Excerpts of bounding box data
:::::

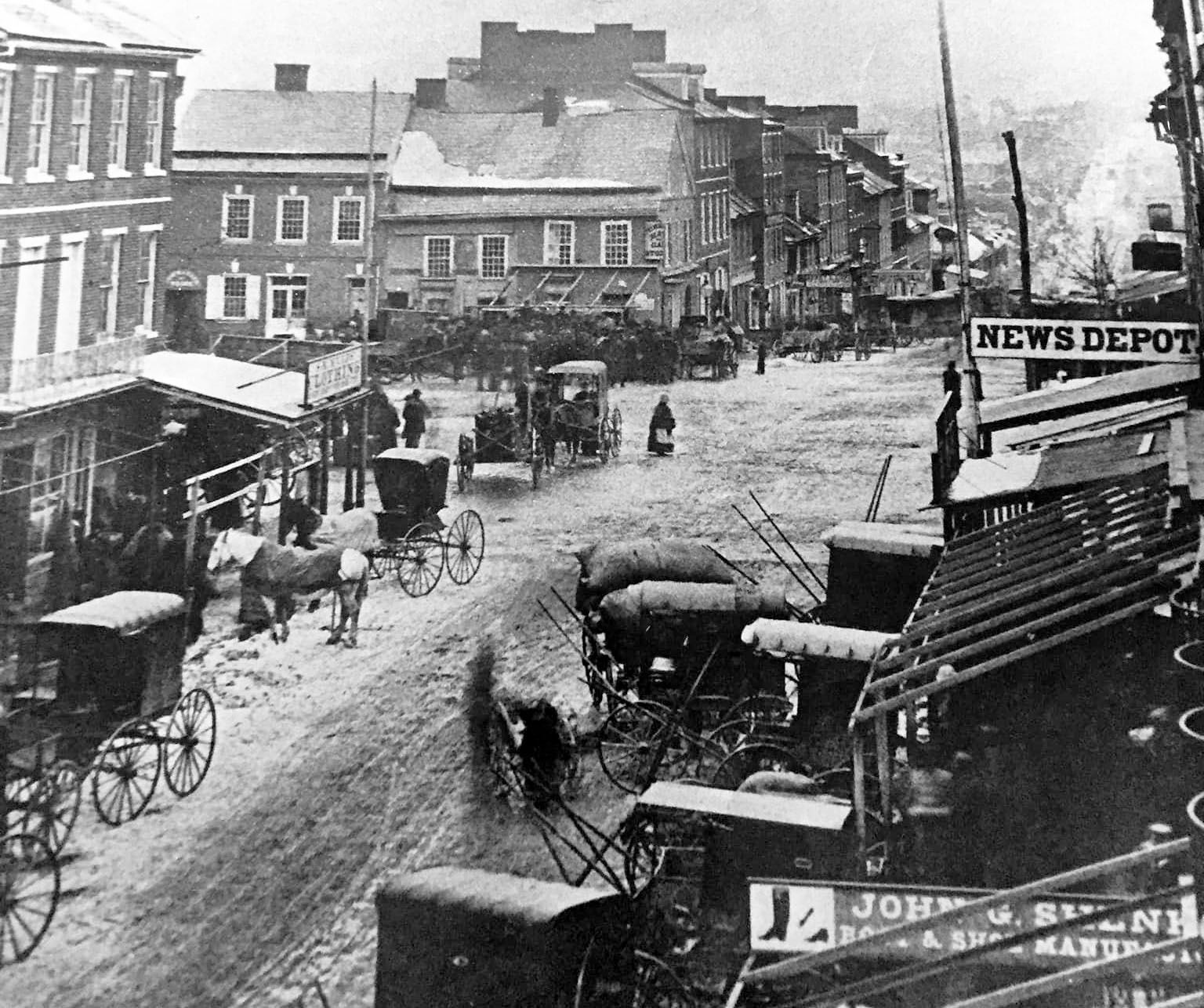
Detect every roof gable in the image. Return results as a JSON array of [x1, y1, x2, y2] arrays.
[[176, 89, 411, 158]]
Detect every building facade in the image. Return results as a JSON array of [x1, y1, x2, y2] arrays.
[[0, 0, 196, 601], [166, 63, 409, 350]]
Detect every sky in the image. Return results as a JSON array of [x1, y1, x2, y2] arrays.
[[132, 0, 1166, 114]]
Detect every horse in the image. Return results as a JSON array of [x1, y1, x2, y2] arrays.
[[207, 528, 368, 648]]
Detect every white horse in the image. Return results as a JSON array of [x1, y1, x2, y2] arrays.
[[209, 528, 368, 648]]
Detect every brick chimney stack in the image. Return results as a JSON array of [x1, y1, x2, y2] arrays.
[[276, 63, 310, 92], [543, 88, 560, 126]]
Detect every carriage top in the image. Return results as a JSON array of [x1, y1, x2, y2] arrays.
[[38, 591, 188, 637]]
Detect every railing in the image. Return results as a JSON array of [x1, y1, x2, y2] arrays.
[[0, 334, 147, 400]]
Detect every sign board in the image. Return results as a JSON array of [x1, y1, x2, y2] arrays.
[[305, 343, 364, 406], [164, 270, 204, 290], [970, 318, 1199, 366], [749, 882, 1200, 974]]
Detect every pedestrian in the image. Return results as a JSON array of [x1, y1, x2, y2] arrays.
[[941, 361, 962, 411], [647, 393, 676, 455], [401, 389, 430, 448]]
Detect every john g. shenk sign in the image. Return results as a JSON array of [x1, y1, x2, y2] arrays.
[[970, 318, 1199, 366]]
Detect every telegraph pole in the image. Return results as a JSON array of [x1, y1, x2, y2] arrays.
[[937, 0, 980, 459]]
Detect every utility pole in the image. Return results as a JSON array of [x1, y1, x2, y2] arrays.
[[937, 0, 980, 459], [1003, 130, 1036, 391]]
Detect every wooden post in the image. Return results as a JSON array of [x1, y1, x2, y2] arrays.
[[317, 413, 330, 514]]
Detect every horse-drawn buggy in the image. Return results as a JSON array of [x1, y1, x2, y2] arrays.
[[0, 591, 216, 963], [364, 448, 485, 596], [544, 360, 622, 462]]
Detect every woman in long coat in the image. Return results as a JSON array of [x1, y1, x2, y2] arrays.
[[647, 393, 676, 455]]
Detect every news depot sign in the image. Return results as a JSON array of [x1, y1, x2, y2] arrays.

:::::

▸ **Your instructions**
Please quote all of the rows above verbatim, omitting the pictures.

▸ **Answer to this exercise**
Detect every roof gable in the image. Return results as a JSON array of [x1, y1, x2, y2] arrays.
[[176, 89, 411, 158]]
Detect every building facade in the image. Return results as a JSON array of [x1, y1, x2, y2] arrays.
[[0, 0, 196, 601], [166, 63, 409, 350]]
Detect every sky in the image. Return results as a JSON array of [x1, y1, x2, y2] arrays.
[[132, 0, 1166, 114]]
Detect every horse in the image. Return results as a JSON array of [x1, y1, x2, y2] arrays.
[[207, 528, 368, 648]]
Detect every white horse in the image. Return results as a JSON array of [x1, y1, x2, y2] arrays.
[[209, 528, 368, 648]]
Detect every brick chimney stack in the image. Return results as a JSON array of [x1, y1, x2, y2] arrays.
[[276, 63, 310, 92], [543, 88, 560, 126]]
Detect every carriage top in the image. Return results as a JSON array of [x1, y1, x2, y2] arrays.
[[38, 591, 188, 637]]
Detect every railing in the image. Return results as a JSON array of [x1, y1, x2, y2] arrays.
[[0, 334, 147, 400]]
Detect every sign board in the image. Return results as a JSON array of [x1, y1, x2, y2] arrays.
[[305, 343, 364, 406], [164, 270, 204, 290], [970, 318, 1199, 366], [749, 882, 1200, 974]]
Detect every pedestrian in the image. Return results as a JSON array of [x1, y1, x2, y2] arrays.
[[941, 361, 962, 411], [647, 393, 676, 455], [401, 389, 430, 448]]
Detect every john g. shenk sign in the image. Return results as a JSON array of [x1, y1, x2, y2] arrays.
[[970, 318, 1199, 366]]
Detect every telegraph pole in the image. Return results as a JSON array of [x1, y1, x2, y2] arrays.
[[937, 0, 980, 459]]
Detect every utility pole in the image. Return results as a JSON array of [x1, y1, x2, y2] arrays.
[[937, 0, 980, 459], [1003, 130, 1036, 391]]
Detect every wooden post in the image. Return results as a JSON array of [x1, y1, x2, y2] arrays.
[[317, 413, 330, 514]]
Detect every horse-drawn buggy in the image. Return results as a JSON array of [x1, y1, x2, y2] arrays.
[[0, 591, 216, 963], [364, 448, 485, 596], [544, 360, 622, 462]]
Detect every woman in long coat in the image. Return results as a JSON array of [x1, y1, x2, y2] arrays.
[[647, 393, 676, 455]]
Detect every news depot sign in the image. Return results as a JSON array of [x1, y1, x2, y2] arrays.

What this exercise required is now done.